Copy exactly the lines from the start of the material through the line with "positive clicks: (621, 636) (761, 1194)". Pictures stay out of the copy.
++++ The records ++++
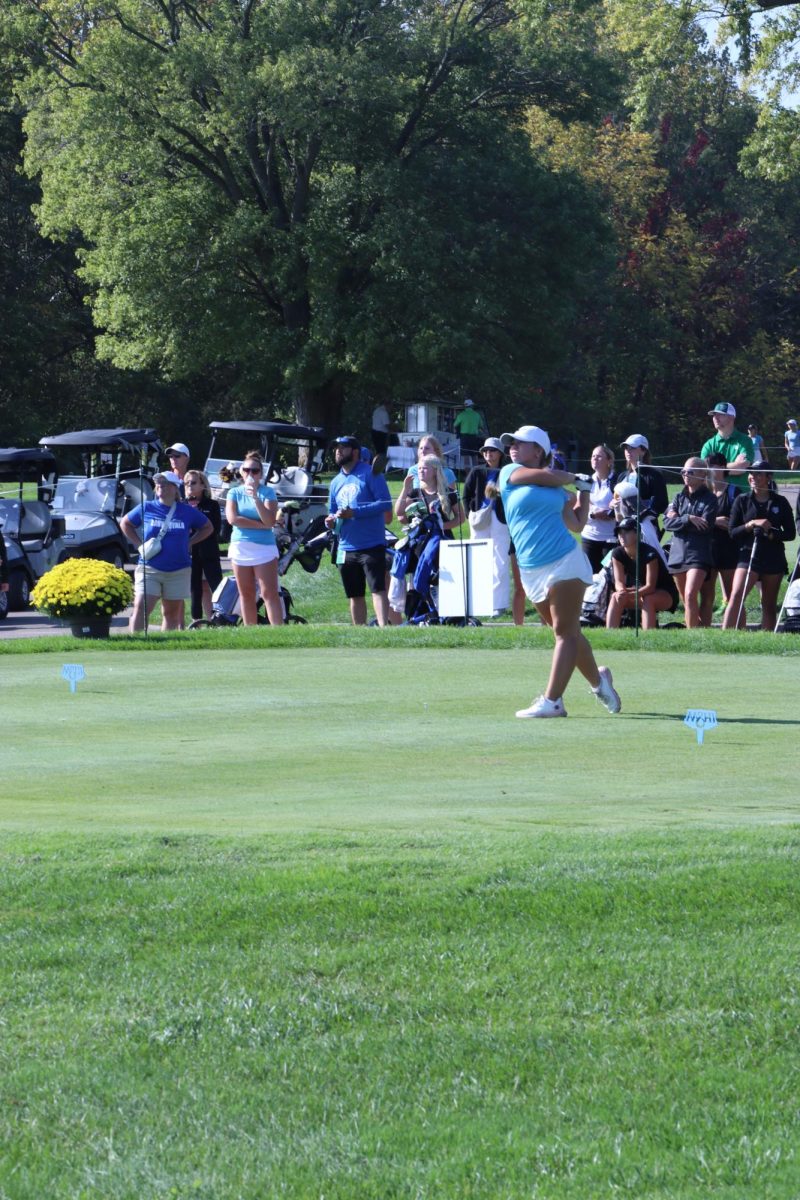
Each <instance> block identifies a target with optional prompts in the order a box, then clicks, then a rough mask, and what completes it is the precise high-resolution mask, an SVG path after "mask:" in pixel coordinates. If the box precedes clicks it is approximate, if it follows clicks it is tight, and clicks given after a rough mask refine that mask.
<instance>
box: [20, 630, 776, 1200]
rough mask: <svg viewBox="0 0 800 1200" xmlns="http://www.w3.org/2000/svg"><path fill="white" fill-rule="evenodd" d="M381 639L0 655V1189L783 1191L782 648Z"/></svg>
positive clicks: (621, 636) (761, 1194)
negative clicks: (1, 686) (74, 688)
mask: <svg viewBox="0 0 800 1200" xmlns="http://www.w3.org/2000/svg"><path fill="white" fill-rule="evenodd" d="M305 632H306V636H307V637H308V640H311V641H313V640H314V638H317V637H321V635H323V630H317V631H314V634H311V631H309V630H307V631H305ZM383 632H384V631H380V630H349V629H347V628H342V629H339V630H338V631H336V638H337V641H336V643H333V644H330V646H325V644H320V646H314V644H312V646H306V647H305V648H303V647H302V644H301V643H300V638H301V637H302V636H303V631H301V630H257V631H252V632H251V631H246V630H242V631H234V632H233V634H231V635H224V634H223V635H222V640H221V641H218V642H216V648H212V649H203V648H196V650H194V653H185V652H184V650H182V649H181V652H179V653H176V652H174V647H176V646H180V647H184V646H186V641H187V640H186V637H184V638H182V640H181V638H180V637H176V638H175V640H169V638H167V640H158V638H156V640H154V642H152V644H150V646H148V647H146V648H144V647H140V646H137V644H136V643H131V642H128V641H127V640H121V644H120V646H116V647H114V648H110V647H109V648H104V647H102V646H101V644H98V643H92V644H82V643H78V642H70V641H67V640H62V641H60V642H58V643H55V642H54V643H50V650H49V653H42V652H41V650H40V652H38V653H25V654H22V653H14V654H7V655H5V656H4V659H2V690H1V691H0V714H1V715H2V728H4V757H2V763H4V773H2V784H4V786H2V797H1V798H0V832H1V836H0V954H1V960H0V961H1V968H0V1146H2V1147H4V1150H2V1152H1V1153H0V1198H1V1200H31V1198H40V1196H47V1198H49V1196H54V1198H59V1200H61V1198H70V1200H73V1198H76V1200H77V1198H80V1200H84V1198H85V1200H89V1198H91V1200H95V1198H102V1200H134V1198H136V1200H149V1198H181V1200H182V1198H187V1200H188V1198H207V1200H245V1198H246V1200H263V1198H273V1196H275V1198H278V1196H290V1198H302V1200H305V1198H321V1196H325V1198H337V1200H350V1198H353V1200H361V1198H375V1200H378V1198H380V1200H383V1198H409V1200H410V1198H437V1200H438V1198H443V1200H452V1198H462V1196H469V1198H487V1200H494V1198H509V1200H517V1198H546V1200H573V1198H584V1196H585V1198H594V1196H608V1198H613V1196H631V1198H637V1200H640V1198H664V1200H666V1198H681V1200H688V1198H691V1200H705V1198H706V1196H714V1198H726V1200H734V1198H735V1200H750V1198H751V1196H752V1198H754V1196H758V1198H770V1200H794V1198H795V1196H796V1194H798V1187H796V1180H798V1153H799V1152H800V1134H799V1128H798V1111H796V1103H795V1099H794V1098H795V1096H796V1078H798V1072H799V1068H800V1054H799V1051H798V1044H796V1028H798V1020H799V1018H800V988H799V984H798V952H796V947H798V944H799V935H800V872H799V870H798V868H799V865H800V864H799V862H798V859H799V857H800V856H799V851H800V836H799V832H798V823H796V822H798V806H796V802H795V799H794V796H795V784H794V775H795V772H794V769H793V766H792V762H793V758H792V746H793V745H794V742H795V736H796V731H798V725H799V722H800V718H798V713H796V700H795V697H796V683H795V680H796V672H798V662H796V658H798V653H796V652H794V649H793V648H794V646H795V644H796V641H798V640H794V638H783V640H780V638H768V637H759V636H754V637H752V638H748V637H745V636H741V635H729V637H728V636H726V637H722V636H717V637H716V638H715V637H714V636H712V635H711V634H704V635H698V636H693V635H688V634H685V635H679V637H678V638H676V640H675V641H673V640H670V638H669V637H668V636H666V637H664V635H654V636H652V637H651V638H643V640H640V641H639V642H638V643H637V642H636V641H634V640H633V638H632V636H631V635H625V634H624V635H621V636H619V635H618V637H616V638H614V637H613V636H612V635H608V634H606V632H604V631H600V634H599V635H595V642H596V644H597V646H599V647H600V646H602V647H603V649H602V661H607V662H608V664H609V665H610V666H612V668H613V671H614V674H615V679H616V682H618V685H619V688H620V691H621V694H622V700H624V706H625V707H624V712H622V713H621V714H620V715H619V716H614V718H612V716H609V715H608V714H607V713H606V712H604V710H603V709H602V708H601V707H600V706H599V704H597V703H596V701H595V700H594V698H593V697H591V696H590V695H588V692H587V685H585V684H584V683H583V680H579V679H576V680H575V682H573V683H572V685H571V688H570V689H569V691H567V696H566V700H567V708H569V710H570V718H569V720H566V721H516V720H515V718H513V709H515V708H516V707H518V706H519V704H522V703H527V702H528V701H529V700H530V697H531V695H534V694H535V691H536V690H537V689H539V688H541V685H542V682H543V679H545V677H546V672H547V665H548V660H549V647H548V635H547V634H546V632H543V631H535V630H530V629H527V630H523V631H517V630H486V631H483V630H471V631H470V630H450V629H439V630H428V631H413V630H399V631H389V636H390V637H391V640H392V641H391V643H390V646H389V648H384V649H381V648H380V644H381V643H380V638H381V635H383ZM414 632H420V634H421V635H422V638H423V641H422V642H420V643H417V644H414V638H413V635H414ZM437 635H440V640H439V643H437V641H435V638H437ZM207 637H209V638H210V642H209V643H207V644H212V643H213V635H207ZM660 638H661V640H660ZM776 643H780V644H781V646H783V647H786V648H787V650H789V652H790V653H783V654H778V653H775V650H776ZM197 644H198V646H203V644H206V643H205V641H204V642H200V643H197ZM479 646H487V647H491V653H489V652H487V653H476V649H477V647H479ZM649 646H650V647H656V648H657V649H658V652H660V653H651V652H650V650H649V649H646V647H649ZM678 646H684V647H685V649H682V650H676V652H675V653H664V650H668V649H669V648H674V647H678ZM724 646H730V647H732V648H735V650H736V653H735V654H732V653H727V654H720V653H714V650H715V649H717V650H718V649H720V648H722V647H724ZM231 647H233V648H231ZM614 647H615V648H614ZM619 647H626V649H620V648H619ZM746 647H752V648H753V649H758V650H762V652H763V653H759V654H751V653H746ZM698 649H702V650H704V653H698ZM66 661H72V662H76V661H82V662H83V664H84V666H85V671H86V678H85V680H83V682H82V683H80V684H79V685H78V690H77V692H76V694H74V695H71V694H70V690H68V686H67V684H66V683H65V682H64V679H62V678H61V674H60V672H61V666H62V664H64V662H66ZM690 707H691V708H700V707H703V708H714V709H716V712H717V715H718V725H717V727H716V728H715V730H714V731H711V732H709V733H708V734H706V737H705V742H704V744H703V745H702V746H700V745H698V744H697V740H696V736H694V733H693V731H691V730H690V728H687V727H686V726H685V725H684V724H682V716H684V714H685V712H686V709H687V708H690Z"/></svg>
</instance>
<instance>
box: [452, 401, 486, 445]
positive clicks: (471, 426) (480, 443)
mask: <svg viewBox="0 0 800 1200" xmlns="http://www.w3.org/2000/svg"><path fill="white" fill-rule="evenodd" d="M453 428H455V431H456V433H457V434H458V442H459V444H461V449H462V454H463V452H464V451H467V452H468V454H474V455H475V456H476V457H477V451H479V450H480V448H481V440H482V438H483V434H485V433H486V426H485V424H483V416H482V414H481V412H480V409H477V408H475V403H474V401H471V400H465V401H464V407H463V408H462V410H461V413H458V415H457V416H456V420H455V421H453Z"/></svg>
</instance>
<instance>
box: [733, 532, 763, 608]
mask: <svg viewBox="0 0 800 1200" xmlns="http://www.w3.org/2000/svg"><path fill="white" fill-rule="evenodd" d="M760 535H762V532H760V528H759V527H757V528H756V533H754V534H753V545H752V550H751V551H750V560H748V562H747V574H746V575H745V584H744V587H742V589H741V600H740V602H739V613H738V614H736V625H735V628H736V629H739V626H740V623H741V614H742V612H744V608H745V600H746V599H747V584H748V583H750V576H751V574H752V570H753V559H754V558H756V546H757V545H758V539H759V538H760ZM746 624H747V622H746V620H745V625H746Z"/></svg>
++++
# Answer area:
Each <instance> block identifies a target with optional prompts in the order a box, then clicks, then a rough mask, and what completes it is the precise high-resolution mask, an SVG path after "mask:" in pixel coordinates. If the box precedes clicks it is approximate, if it follows clicks it is tight, and clicks given after a rough mask refine that mask.
<instance>
box: [20, 630, 776, 1200]
rough mask: <svg viewBox="0 0 800 1200" xmlns="http://www.w3.org/2000/svg"><path fill="white" fill-rule="evenodd" d="M381 639L0 655V1189L783 1191L782 648Z"/></svg>
positive clicks: (621, 636) (761, 1194)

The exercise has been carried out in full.